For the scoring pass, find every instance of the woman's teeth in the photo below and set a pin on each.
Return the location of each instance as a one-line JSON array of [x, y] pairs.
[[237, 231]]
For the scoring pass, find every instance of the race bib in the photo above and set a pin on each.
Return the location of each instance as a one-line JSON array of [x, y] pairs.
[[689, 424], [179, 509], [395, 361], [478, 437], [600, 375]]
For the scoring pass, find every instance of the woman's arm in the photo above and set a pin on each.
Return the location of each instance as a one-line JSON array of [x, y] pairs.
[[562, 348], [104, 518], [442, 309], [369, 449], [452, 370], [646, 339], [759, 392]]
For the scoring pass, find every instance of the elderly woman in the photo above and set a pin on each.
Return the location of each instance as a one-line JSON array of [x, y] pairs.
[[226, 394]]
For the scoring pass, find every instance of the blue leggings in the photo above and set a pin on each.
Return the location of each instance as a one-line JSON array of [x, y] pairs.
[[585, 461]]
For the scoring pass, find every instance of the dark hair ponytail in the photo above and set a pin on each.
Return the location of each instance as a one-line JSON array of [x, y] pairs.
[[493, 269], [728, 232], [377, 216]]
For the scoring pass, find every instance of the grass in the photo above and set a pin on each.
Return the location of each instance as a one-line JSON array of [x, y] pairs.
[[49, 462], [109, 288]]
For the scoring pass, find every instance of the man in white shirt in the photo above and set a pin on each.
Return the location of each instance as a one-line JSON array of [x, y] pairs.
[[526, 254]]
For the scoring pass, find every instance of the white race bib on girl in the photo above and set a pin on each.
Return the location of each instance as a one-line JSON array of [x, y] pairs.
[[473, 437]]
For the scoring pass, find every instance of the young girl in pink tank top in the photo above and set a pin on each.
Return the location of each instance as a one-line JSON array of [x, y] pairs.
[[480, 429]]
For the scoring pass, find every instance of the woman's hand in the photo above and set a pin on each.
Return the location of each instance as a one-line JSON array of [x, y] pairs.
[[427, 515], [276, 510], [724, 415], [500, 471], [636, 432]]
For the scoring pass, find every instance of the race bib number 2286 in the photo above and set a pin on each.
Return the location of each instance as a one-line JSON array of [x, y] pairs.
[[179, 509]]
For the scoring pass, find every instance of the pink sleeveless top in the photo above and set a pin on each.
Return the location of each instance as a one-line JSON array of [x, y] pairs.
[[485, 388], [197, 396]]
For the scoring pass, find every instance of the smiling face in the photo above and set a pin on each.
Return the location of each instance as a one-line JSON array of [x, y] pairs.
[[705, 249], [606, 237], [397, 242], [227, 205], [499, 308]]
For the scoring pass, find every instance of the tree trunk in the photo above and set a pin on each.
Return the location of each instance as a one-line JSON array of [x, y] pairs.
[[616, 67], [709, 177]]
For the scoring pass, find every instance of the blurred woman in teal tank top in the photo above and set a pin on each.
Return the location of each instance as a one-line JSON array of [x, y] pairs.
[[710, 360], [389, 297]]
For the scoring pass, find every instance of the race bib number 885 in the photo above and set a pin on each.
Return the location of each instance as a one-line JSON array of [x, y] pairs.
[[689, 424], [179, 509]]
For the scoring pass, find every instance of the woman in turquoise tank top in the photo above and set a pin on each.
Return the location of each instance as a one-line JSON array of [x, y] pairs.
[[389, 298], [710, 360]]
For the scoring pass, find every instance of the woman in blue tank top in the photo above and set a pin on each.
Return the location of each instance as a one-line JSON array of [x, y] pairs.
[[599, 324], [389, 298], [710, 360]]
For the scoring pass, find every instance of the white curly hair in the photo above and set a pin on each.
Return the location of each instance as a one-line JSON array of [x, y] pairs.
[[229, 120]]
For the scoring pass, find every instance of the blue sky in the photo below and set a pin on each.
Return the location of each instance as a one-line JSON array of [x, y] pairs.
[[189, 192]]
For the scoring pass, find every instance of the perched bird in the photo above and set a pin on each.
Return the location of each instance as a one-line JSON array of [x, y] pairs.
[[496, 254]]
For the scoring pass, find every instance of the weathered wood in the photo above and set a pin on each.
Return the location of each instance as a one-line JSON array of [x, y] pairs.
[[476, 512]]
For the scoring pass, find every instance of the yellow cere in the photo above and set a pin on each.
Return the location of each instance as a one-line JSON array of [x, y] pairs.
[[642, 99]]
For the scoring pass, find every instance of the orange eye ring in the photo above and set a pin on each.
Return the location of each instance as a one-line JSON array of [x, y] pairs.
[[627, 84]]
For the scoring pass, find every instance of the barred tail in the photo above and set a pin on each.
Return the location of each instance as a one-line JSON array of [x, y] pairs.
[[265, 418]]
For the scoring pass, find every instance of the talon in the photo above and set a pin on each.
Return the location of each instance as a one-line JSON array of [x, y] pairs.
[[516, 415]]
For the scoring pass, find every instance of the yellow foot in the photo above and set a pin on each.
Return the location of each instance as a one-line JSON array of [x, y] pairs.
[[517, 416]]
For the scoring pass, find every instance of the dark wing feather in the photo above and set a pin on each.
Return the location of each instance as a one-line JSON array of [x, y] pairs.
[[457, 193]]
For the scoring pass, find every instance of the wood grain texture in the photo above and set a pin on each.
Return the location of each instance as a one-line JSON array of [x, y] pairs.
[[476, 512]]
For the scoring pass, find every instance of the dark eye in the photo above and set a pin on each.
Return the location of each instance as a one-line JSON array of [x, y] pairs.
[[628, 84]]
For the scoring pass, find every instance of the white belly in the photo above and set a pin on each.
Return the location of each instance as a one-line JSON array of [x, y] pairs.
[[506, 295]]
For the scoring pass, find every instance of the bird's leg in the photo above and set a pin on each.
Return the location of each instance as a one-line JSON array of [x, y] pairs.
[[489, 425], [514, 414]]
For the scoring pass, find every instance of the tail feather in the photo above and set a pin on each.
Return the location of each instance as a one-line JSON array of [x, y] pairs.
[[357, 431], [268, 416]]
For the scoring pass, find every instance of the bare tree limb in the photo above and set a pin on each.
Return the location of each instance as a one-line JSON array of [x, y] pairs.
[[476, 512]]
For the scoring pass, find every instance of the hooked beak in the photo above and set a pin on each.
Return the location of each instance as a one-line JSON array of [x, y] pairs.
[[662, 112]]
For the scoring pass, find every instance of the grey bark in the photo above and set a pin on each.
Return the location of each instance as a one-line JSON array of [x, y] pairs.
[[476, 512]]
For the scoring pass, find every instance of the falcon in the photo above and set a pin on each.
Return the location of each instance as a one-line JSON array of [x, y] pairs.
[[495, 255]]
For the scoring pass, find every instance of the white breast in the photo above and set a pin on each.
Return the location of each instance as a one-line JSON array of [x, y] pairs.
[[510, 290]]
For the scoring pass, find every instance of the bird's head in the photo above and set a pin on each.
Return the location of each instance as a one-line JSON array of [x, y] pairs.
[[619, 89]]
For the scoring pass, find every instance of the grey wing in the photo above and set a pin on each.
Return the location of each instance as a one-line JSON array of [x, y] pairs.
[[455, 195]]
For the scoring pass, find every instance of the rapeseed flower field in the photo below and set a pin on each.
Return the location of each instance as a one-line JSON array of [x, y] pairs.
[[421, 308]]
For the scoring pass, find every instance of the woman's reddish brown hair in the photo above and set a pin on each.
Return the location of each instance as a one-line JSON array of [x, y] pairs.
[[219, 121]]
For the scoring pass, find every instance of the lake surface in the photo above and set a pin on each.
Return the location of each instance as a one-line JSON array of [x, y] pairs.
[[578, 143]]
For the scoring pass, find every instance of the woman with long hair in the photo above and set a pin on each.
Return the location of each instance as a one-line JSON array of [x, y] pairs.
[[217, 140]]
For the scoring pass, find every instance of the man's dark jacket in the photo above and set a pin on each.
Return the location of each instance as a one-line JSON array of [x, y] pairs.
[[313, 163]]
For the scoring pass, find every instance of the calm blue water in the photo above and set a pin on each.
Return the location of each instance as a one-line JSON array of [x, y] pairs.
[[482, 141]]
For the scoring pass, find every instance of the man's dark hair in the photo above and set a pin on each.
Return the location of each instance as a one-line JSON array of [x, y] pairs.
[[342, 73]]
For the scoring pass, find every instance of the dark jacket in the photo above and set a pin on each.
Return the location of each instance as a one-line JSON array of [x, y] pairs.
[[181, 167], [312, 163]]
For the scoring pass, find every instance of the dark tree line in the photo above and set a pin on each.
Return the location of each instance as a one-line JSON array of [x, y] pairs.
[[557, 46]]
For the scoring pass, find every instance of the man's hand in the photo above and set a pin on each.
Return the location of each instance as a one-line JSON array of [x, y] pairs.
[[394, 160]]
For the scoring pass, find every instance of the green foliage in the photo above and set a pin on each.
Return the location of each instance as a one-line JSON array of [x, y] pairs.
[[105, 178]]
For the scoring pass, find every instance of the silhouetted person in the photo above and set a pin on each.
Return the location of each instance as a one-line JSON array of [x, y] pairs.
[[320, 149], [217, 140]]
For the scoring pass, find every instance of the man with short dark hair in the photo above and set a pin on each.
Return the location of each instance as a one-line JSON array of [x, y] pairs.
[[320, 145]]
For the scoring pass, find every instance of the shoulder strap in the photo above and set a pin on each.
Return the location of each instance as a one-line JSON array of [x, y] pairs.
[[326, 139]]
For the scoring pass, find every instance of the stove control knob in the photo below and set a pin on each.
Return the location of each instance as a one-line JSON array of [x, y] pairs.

- _TO DO_:
Copy out the rows word for word, from the very first one through the line containing "[[689, 424], [179, 509], [395, 361], [478, 437], [600, 375]]".

- _TASK OUTPUT_:
For the scoring pass, find every instance of the woman's teeth in the photo below and set a pin on each.
Return the location of each instance as a one-line JSON array of [x, y] pairs.
[[237, 231]]
For the scoring pass, find every instance of the race bib in the photo above and set a pin on each.
Return the location of each instance as a one-line JSON array of [x, y] pairs.
[[689, 424], [179, 509], [395, 361], [478, 437], [600, 375]]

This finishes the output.